(Written tasks):
A. Decide whether each statement agrees with the Carlos Nobre profile, answering yes or no and quoting the deciding words: (i) Nobre graduated in Electronic Engineering in 1974; (ii) Nobre earned his Ph.D. at the Instituto Nacional de Pesquisas da Amazônia; (iii) Nobre is a Co-Chair of the Science Panel for the Amazon.
B. Summarize the Carlos Nobre profile in two sentences.
C. Pick up the Carlos Nobre profile after its last sentence and keep writing it.

(Document text):

.....

Brazilian scientist and meteorologist

Carlos Afonso Nobre (born March 27, 1951) is a Brazilian scientist and meteorologist who is mainly highlighted in global warming-related studies. Nobre spearheaded the multi-disciplinary, multinational Large-Scale Biosphere-Atmosphere Experiment in Amazonia, a program noted to have “revolutionized understanding of the Amazon rainforest and its role in the Earth system.” He is also a Co-Chair of the Science Panel for the Amazon.

==Education==
Nobre graduated in Electronic Engineering from the Instituto Tecnológico de Aeronáutica in 1974, and began working in Manaus at the Instituto Nacional de Pesquisas da Amazônia (INPA) the following year. He earned a Ph.D. in Meteorology at the Massachusetts Institute of Technology and studied Dynamic Meteorology of the Tropical Region with Jule Charney and Jagadish Shukla, pioneers in the construction of climate models, until 1982.

.....

(Excerpted data):

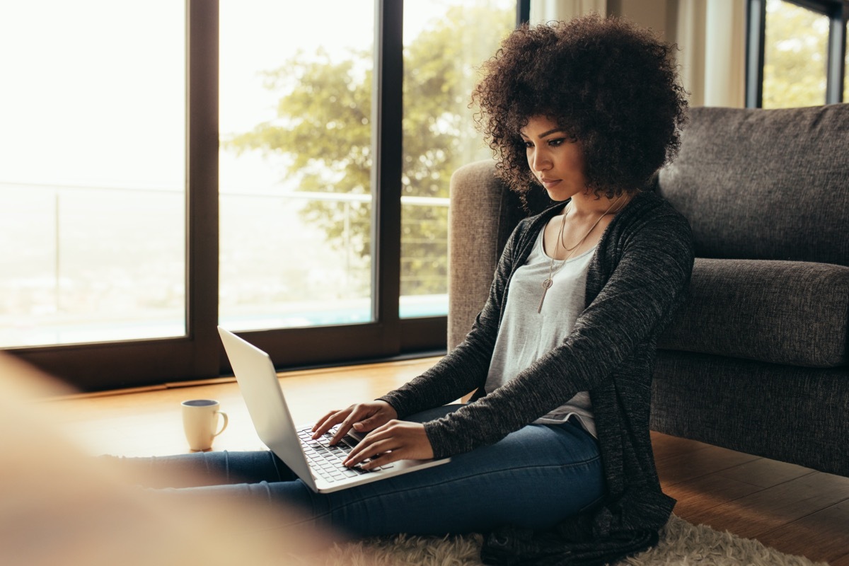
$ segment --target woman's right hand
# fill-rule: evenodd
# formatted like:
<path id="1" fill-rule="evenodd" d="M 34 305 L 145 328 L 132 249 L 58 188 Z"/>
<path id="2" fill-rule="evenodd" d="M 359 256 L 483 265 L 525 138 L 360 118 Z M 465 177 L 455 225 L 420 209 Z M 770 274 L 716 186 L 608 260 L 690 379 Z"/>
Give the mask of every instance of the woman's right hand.
<path id="1" fill-rule="evenodd" d="M 330 444 L 336 444 L 351 429 L 365 434 L 397 417 L 397 412 L 385 401 L 357 403 L 347 409 L 331 411 L 319 418 L 312 427 L 312 438 L 318 438 L 338 424 L 339 430 L 330 440 Z"/>

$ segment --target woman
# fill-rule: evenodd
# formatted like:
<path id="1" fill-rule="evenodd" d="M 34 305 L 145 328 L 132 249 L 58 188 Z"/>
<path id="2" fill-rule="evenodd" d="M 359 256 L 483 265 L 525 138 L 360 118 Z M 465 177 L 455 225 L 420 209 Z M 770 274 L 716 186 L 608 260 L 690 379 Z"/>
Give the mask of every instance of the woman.
<path id="1" fill-rule="evenodd" d="M 485 64 L 473 100 L 498 174 L 557 204 L 513 233 L 463 344 L 313 429 L 368 433 L 351 466 L 451 462 L 331 494 L 269 452 L 156 462 L 226 472 L 246 483 L 196 489 L 295 505 L 357 535 L 488 532 L 490 563 L 595 563 L 656 542 L 674 500 L 652 457 L 651 371 L 693 266 L 686 220 L 644 190 L 684 120 L 671 51 L 593 15 L 521 27 Z"/>

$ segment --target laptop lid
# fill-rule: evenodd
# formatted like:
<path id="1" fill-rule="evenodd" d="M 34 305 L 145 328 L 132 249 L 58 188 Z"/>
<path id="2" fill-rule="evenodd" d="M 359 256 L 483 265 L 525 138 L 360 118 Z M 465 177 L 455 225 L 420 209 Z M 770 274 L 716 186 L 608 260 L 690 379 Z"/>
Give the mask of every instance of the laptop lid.
<path id="1" fill-rule="evenodd" d="M 318 491 L 271 357 L 221 327 L 218 333 L 260 440 Z"/>
<path id="2" fill-rule="evenodd" d="M 399 460 L 380 470 L 369 470 L 341 480 L 330 482 L 316 477 L 306 462 L 298 439 L 298 429 L 286 405 L 271 357 L 221 327 L 218 327 L 218 333 L 260 440 L 312 490 L 329 493 L 451 461 L 451 458 Z M 356 438 L 355 434 L 349 434 Z"/>

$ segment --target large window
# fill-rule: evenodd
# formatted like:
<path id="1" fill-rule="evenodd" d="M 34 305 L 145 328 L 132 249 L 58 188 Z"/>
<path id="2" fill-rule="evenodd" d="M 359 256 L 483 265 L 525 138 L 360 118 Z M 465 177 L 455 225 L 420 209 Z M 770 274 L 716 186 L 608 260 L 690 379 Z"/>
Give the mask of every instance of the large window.
<path id="1" fill-rule="evenodd" d="M 746 105 L 846 99 L 846 0 L 749 0 Z"/>
<path id="2" fill-rule="evenodd" d="M 281 366 L 444 349 L 516 3 L 0 5 L 0 348 L 86 389 L 218 375 L 218 323 Z"/>
<path id="3" fill-rule="evenodd" d="M 184 11 L 0 7 L 0 347 L 186 334 Z"/>

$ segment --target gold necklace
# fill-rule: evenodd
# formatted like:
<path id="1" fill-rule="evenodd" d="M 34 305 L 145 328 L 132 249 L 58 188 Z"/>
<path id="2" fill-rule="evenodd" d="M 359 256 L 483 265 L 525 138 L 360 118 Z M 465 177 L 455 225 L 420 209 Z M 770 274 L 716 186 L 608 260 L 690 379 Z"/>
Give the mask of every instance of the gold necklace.
<path id="1" fill-rule="evenodd" d="M 593 230 L 595 229 L 595 227 L 599 225 L 599 222 L 601 221 L 601 219 L 607 216 L 607 213 L 610 211 L 610 209 L 613 208 L 613 205 L 616 205 L 616 203 L 618 203 L 619 200 L 623 196 L 624 196 L 624 193 L 619 195 L 619 197 L 616 200 L 614 200 L 612 203 L 610 203 L 610 205 L 607 207 L 607 210 L 604 210 L 604 214 L 602 214 L 600 216 L 599 216 L 599 219 L 595 221 L 595 222 L 593 224 L 592 227 L 590 227 L 590 229 L 587 232 L 587 233 L 585 233 L 583 235 L 583 238 L 582 238 L 580 240 L 578 240 L 578 243 L 576 244 L 571 248 L 566 248 L 565 242 L 563 242 L 563 231 L 564 231 L 564 228 L 566 226 L 566 214 L 569 212 L 568 209 L 569 209 L 570 206 L 571 206 L 572 202 L 570 200 L 569 204 L 566 205 L 566 210 L 565 210 L 563 211 L 563 220 L 560 221 L 560 229 L 558 231 L 558 233 L 557 233 L 557 241 L 554 243 L 554 253 L 552 254 L 552 255 L 551 255 L 551 261 L 548 263 L 548 277 L 547 277 L 545 278 L 545 280 L 543 281 L 543 296 L 539 298 L 539 306 L 537 308 L 537 314 L 539 314 L 539 313 L 541 313 L 543 311 L 543 303 L 545 301 L 545 294 L 548 293 L 548 289 L 551 289 L 551 286 L 554 284 L 554 275 L 558 272 L 559 272 L 561 269 L 563 269 L 563 266 L 566 265 L 566 261 L 569 261 L 569 258 L 571 256 L 572 252 L 575 251 L 576 249 L 577 249 L 577 248 L 582 244 L 583 244 L 583 241 L 585 239 L 587 239 L 588 236 L 589 236 L 589 233 L 593 232 Z M 618 212 L 618 210 L 617 210 L 617 212 Z M 554 256 L 557 255 L 557 250 L 559 249 L 560 244 L 563 244 L 563 249 L 564 249 L 564 250 L 567 251 L 568 253 L 566 254 L 566 256 L 565 258 L 563 258 L 563 263 L 561 263 L 559 266 L 558 266 L 557 272 L 555 272 L 554 271 Z M 543 230 L 543 251 L 545 251 L 545 229 L 544 228 Z"/>

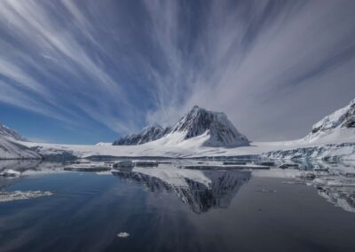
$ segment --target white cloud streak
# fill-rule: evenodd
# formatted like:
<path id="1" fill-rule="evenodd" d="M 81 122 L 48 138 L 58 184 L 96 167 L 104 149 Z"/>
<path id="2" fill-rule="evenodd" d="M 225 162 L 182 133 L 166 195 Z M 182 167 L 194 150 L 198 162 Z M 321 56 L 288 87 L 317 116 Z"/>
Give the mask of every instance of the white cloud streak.
<path id="1" fill-rule="evenodd" d="M 355 95 L 353 1 L 1 1 L 0 101 L 120 133 L 197 104 L 302 137 Z"/>

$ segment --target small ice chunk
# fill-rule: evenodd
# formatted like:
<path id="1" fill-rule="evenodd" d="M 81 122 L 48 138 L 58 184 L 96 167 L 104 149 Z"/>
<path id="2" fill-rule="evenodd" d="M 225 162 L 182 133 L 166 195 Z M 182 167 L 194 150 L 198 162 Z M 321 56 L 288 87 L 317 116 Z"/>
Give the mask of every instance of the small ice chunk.
<path id="1" fill-rule="evenodd" d="M 19 177 L 20 175 L 21 175 L 21 173 L 20 171 L 17 171 L 17 170 L 12 169 L 5 169 L 0 173 L 0 176 L 3 176 L 3 177 Z"/>
<path id="2" fill-rule="evenodd" d="M 114 163 L 113 168 L 127 168 L 127 167 L 134 167 L 134 162 L 131 161 L 122 161 Z"/>
<path id="3" fill-rule="evenodd" d="M 119 233 L 117 233 L 117 237 L 119 238 L 127 238 L 130 236 L 130 233 L 125 232 L 121 232 Z"/>
<path id="4" fill-rule="evenodd" d="M 19 200 L 28 200 L 43 196 L 51 196 L 53 193 L 51 192 L 42 191 L 13 191 L 13 192 L 0 192 L 0 202 L 12 201 Z"/>
<path id="5" fill-rule="evenodd" d="M 257 191 L 257 192 L 260 192 L 260 193 L 276 193 L 276 190 L 272 190 L 272 189 L 262 189 L 262 190 L 259 190 L 259 191 Z"/>

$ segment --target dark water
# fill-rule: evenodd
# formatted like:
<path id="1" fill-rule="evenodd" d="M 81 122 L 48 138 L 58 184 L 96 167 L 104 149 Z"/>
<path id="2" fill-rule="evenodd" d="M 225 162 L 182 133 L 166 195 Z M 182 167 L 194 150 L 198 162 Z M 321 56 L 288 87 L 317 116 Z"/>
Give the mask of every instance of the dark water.
<path id="1" fill-rule="evenodd" d="M 2 191 L 54 194 L 0 202 L 0 251 L 355 251 L 352 165 L 313 180 L 178 166 L 98 174 L 3 162 L 22 176 L 1 178 Z"/>

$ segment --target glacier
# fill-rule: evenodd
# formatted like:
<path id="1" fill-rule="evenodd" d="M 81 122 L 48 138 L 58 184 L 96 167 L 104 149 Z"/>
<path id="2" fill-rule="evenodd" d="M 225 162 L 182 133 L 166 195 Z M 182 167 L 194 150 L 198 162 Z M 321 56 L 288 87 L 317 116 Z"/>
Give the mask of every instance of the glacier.
<path id="1" fill-rule="evenodd" d="M 312 129 L 307 136 L 296 140 L 251 142 L 236 130 L 225 114 L 194 106 L 172 127 L 155 124 L 145 128 L 141 133 L 123 137 L 115 145 L 33 143 L 3 133 L 0 134 L 0 159 L 139 156 L 355 159 L 355 99 L 315 123 Z"/>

.....

(Responses):
A.
(i) Yes: "Nobre graduated in Electronic Engineering from the Instituto Tecnológico de Aeronáutica in 1974"
(ii) No: "He earned a Ph.D. in Meteorology at the Massachusetts Institute of Technology"
(iii) Yes: "He is also a Co-Chair of the Science Panel for the Amazon."

B. Carlos Afonso Nobre, born March 27, 1951, is a Brazilian scientist and meteorologist known mainly for global warming studies, who led the Large-Scale Biosphere-Atmosphere Experiment in Amazonia and co-chairs the Science Panel for the Amazon. He graduated in Electronic Engineering in 1974, began working at INPA in Manaus the next year, and earned a Ph.D. in Meteorology at MIT, studying with Jule Charney and Jagadish Shukla until 1982.

C.
== Biography ==
Nobre returned to his birth city—São Paulo, Brazil—after receiving his Ph.D. Today he is a senior scientist at INPA but would visit abroad other times during research seasons. He began his research in 1988 as a visiting researcher at the University of Maryland, which would be recognized as pioneers in the analysis of the impacts of deforestation on the climate and posited the possibility of the Amazon becoming a savannah as a result of global warming, with potential mass extinction at the regional level. He worked in the coordination of large scientific projects in the Amazon and highlighted the Anglo-Brazilian Experiment of Amazon Climate Observations (ABRACOS) from 1990 to 1996, and the Large Scale Biosphere-Atmosphere Experiment in the Amazon (LBA) from 1993 to 2000. As of June 2025, Nobre is a senior scientist at the University of São Paulo's Institute for Advanced Studies. Nobre suggested 70% of the Amazon rainforest could be lost to savanna in a 2025 Guardian interview.